#### [Passage shown]
§ §

This commenced in April 2016 with the release of Project Eureka by #aopa Australia.

The initial meeting featured Dick Smith:


ABC News report:

Claims that flying regulations are crippling general aviation industry


Aviation industry leaders have thrown down the gauntlet to the Federal Government to act before Australia’s general aviation industry collapses.

The group has raised its concerns in a letter to Nationals’ Leader and Deputy Prime Minister Barnaby Joyce, and at a rally in his electorate of New England earlier this week.

The gathering at Tamworth airport heard that the industry was at a crossroads as a result of over regulation and excess compliance.

“We have the largest exodus of aviation businesses and companies in the last five years in the entire history of general aviation,” Aviation Advertiser Australia Chief Executive Benjamin Morgan said.

“If we don’t move towards a position of broad and rapid regulatory reform, the small to medium sized enterprises are facing a terminal future.”

Aviation advocate Dick Smith flew in for the rally, and was scathing of government inaction over the past 10 years to reign in aviation regulators.

§ §

#### [Collected material]
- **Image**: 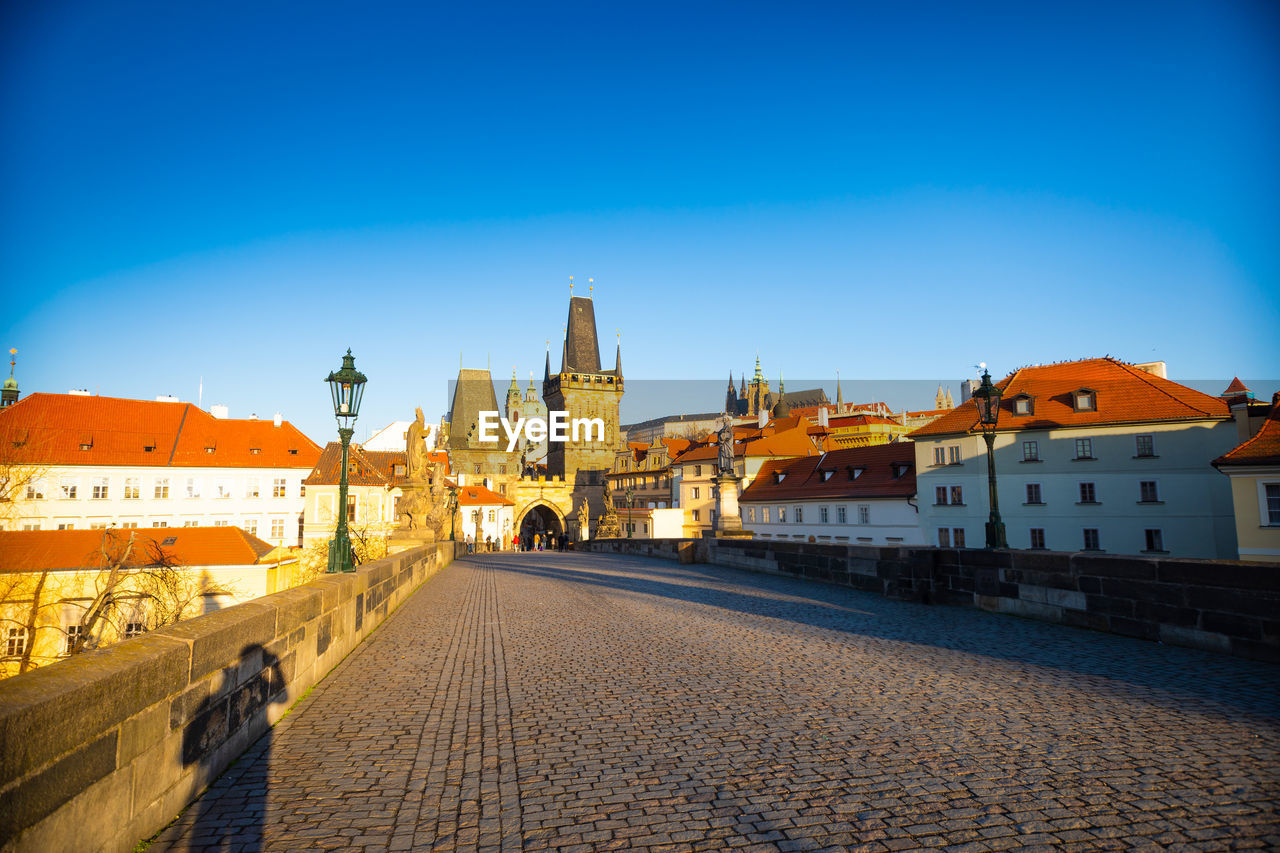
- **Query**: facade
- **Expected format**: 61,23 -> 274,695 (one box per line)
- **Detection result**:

§ §

#### [What needs to be done]
Can you copy the aviation regulation text word for word, starting with "The gathering at" and going on through "Benjamin Morgan said."?

#### [Expected answer]
The gathering at Tamworth airport heard that the industry was at a crossroads as a result of over regulation and excess compliance.

“We have the largest exodus of aviation businesses and companies in the last five years in the entire history of general aviation,” Aviation Advertiser Australia Chief Executive Benjamin Morgan said.